Exercise: From the entries below, determine the number of lines that contain "door". Give that number by itself.

Listed entries:
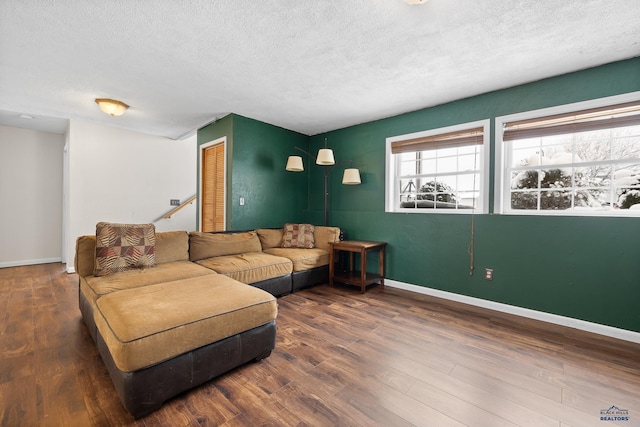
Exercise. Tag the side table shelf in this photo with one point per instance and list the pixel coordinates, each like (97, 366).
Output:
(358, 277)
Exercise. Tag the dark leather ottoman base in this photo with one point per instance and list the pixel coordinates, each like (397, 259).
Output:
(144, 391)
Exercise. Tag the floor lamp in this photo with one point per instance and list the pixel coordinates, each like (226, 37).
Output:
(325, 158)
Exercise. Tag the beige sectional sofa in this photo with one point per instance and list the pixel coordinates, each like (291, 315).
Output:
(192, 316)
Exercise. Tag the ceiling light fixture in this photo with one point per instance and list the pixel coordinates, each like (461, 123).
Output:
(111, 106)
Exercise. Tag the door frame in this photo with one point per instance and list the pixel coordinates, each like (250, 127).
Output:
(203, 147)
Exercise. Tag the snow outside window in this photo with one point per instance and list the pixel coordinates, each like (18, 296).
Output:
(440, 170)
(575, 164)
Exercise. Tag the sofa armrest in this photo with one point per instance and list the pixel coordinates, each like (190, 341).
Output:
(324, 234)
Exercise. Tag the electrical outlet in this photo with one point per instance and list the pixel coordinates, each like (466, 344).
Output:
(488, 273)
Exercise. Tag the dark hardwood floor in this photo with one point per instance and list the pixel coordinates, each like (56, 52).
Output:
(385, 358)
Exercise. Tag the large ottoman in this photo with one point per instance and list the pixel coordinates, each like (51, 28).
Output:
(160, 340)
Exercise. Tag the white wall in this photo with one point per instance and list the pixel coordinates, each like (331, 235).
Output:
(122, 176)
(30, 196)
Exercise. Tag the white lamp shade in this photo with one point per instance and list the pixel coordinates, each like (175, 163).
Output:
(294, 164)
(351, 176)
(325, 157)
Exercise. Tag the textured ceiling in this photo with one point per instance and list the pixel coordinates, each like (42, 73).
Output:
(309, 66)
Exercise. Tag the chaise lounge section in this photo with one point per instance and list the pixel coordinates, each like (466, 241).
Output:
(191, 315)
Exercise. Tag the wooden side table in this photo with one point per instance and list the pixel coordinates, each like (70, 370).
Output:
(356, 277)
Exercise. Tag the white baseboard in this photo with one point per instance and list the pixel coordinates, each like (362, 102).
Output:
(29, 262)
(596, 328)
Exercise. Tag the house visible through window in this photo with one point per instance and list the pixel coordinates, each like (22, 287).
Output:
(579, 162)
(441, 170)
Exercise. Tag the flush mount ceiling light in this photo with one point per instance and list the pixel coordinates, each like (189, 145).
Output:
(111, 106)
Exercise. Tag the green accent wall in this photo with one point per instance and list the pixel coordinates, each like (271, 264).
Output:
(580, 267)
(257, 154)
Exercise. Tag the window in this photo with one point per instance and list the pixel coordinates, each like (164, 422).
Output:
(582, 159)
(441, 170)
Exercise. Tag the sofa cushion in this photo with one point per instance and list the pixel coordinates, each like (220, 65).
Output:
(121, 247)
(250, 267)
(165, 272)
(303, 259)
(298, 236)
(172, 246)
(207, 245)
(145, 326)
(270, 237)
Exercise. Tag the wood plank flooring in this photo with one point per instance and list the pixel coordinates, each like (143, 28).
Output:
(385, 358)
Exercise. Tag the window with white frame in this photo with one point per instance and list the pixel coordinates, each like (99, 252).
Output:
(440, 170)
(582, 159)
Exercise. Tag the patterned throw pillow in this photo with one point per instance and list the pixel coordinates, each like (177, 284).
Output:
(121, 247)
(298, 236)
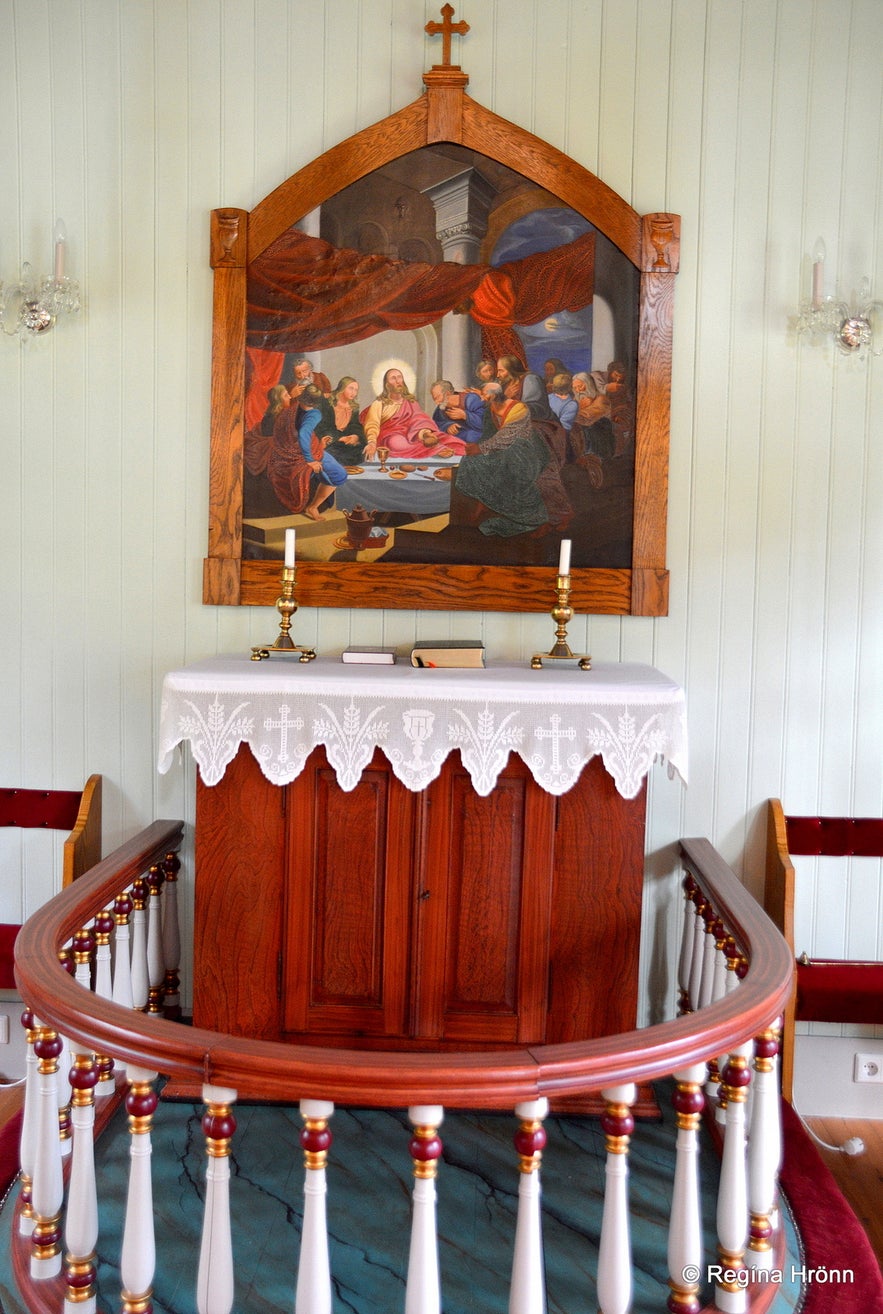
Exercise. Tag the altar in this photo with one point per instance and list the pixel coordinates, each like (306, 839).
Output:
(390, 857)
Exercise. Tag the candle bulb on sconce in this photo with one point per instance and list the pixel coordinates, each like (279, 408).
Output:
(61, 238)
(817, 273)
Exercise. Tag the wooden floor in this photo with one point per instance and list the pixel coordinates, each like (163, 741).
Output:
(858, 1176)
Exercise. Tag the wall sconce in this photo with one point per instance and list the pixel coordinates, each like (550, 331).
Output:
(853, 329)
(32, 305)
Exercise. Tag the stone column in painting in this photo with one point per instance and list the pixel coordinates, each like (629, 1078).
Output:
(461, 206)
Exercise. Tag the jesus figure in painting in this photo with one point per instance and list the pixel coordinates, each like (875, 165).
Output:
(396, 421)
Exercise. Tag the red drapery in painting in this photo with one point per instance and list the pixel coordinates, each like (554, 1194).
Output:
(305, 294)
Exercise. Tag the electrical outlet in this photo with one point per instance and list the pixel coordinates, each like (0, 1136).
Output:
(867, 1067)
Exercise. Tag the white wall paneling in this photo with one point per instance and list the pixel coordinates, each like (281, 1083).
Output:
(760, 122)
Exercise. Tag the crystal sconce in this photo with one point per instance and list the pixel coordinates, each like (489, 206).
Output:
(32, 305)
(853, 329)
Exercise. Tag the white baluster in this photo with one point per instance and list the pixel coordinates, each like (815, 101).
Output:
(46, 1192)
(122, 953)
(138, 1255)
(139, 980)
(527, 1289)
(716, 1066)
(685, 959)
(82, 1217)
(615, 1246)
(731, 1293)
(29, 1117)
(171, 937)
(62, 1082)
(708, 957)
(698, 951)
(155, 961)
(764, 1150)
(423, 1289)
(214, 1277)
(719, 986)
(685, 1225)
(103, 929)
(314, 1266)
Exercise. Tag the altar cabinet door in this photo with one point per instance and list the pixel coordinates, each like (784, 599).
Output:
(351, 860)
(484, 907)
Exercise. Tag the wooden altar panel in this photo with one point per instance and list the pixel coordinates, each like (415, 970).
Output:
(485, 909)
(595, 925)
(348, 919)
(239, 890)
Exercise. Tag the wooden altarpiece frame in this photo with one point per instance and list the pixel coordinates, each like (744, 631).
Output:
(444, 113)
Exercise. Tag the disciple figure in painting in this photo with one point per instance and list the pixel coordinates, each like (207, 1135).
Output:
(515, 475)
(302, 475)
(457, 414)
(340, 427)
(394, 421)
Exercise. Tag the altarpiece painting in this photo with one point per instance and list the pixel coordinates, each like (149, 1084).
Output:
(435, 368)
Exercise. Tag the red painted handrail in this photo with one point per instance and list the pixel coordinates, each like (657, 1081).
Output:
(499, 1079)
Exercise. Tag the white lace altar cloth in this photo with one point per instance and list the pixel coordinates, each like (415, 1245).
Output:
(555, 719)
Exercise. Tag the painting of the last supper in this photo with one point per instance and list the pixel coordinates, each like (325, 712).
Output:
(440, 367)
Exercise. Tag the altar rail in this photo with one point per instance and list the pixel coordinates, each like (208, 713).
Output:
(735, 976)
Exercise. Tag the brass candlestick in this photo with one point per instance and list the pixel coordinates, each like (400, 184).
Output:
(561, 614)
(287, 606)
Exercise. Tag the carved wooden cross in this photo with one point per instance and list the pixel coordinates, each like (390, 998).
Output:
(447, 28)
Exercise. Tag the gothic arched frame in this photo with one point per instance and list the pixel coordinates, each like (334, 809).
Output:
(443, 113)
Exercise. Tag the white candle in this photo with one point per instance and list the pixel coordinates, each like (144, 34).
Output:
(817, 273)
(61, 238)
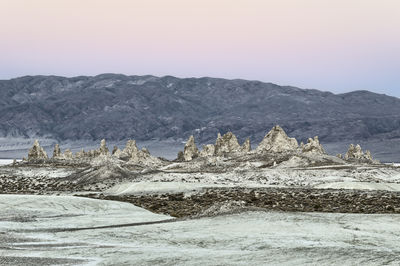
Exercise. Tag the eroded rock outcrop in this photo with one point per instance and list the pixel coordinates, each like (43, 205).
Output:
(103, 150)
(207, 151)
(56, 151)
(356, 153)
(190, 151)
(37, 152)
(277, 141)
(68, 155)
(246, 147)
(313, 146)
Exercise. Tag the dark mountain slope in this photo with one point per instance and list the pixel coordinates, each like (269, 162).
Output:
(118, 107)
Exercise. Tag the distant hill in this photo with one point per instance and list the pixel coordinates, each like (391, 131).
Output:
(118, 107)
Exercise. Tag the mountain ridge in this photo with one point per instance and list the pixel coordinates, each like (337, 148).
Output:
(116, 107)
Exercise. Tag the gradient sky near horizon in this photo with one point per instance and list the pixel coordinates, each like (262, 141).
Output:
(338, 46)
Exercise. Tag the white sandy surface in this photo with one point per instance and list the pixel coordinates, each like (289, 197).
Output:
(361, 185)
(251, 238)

Response: 2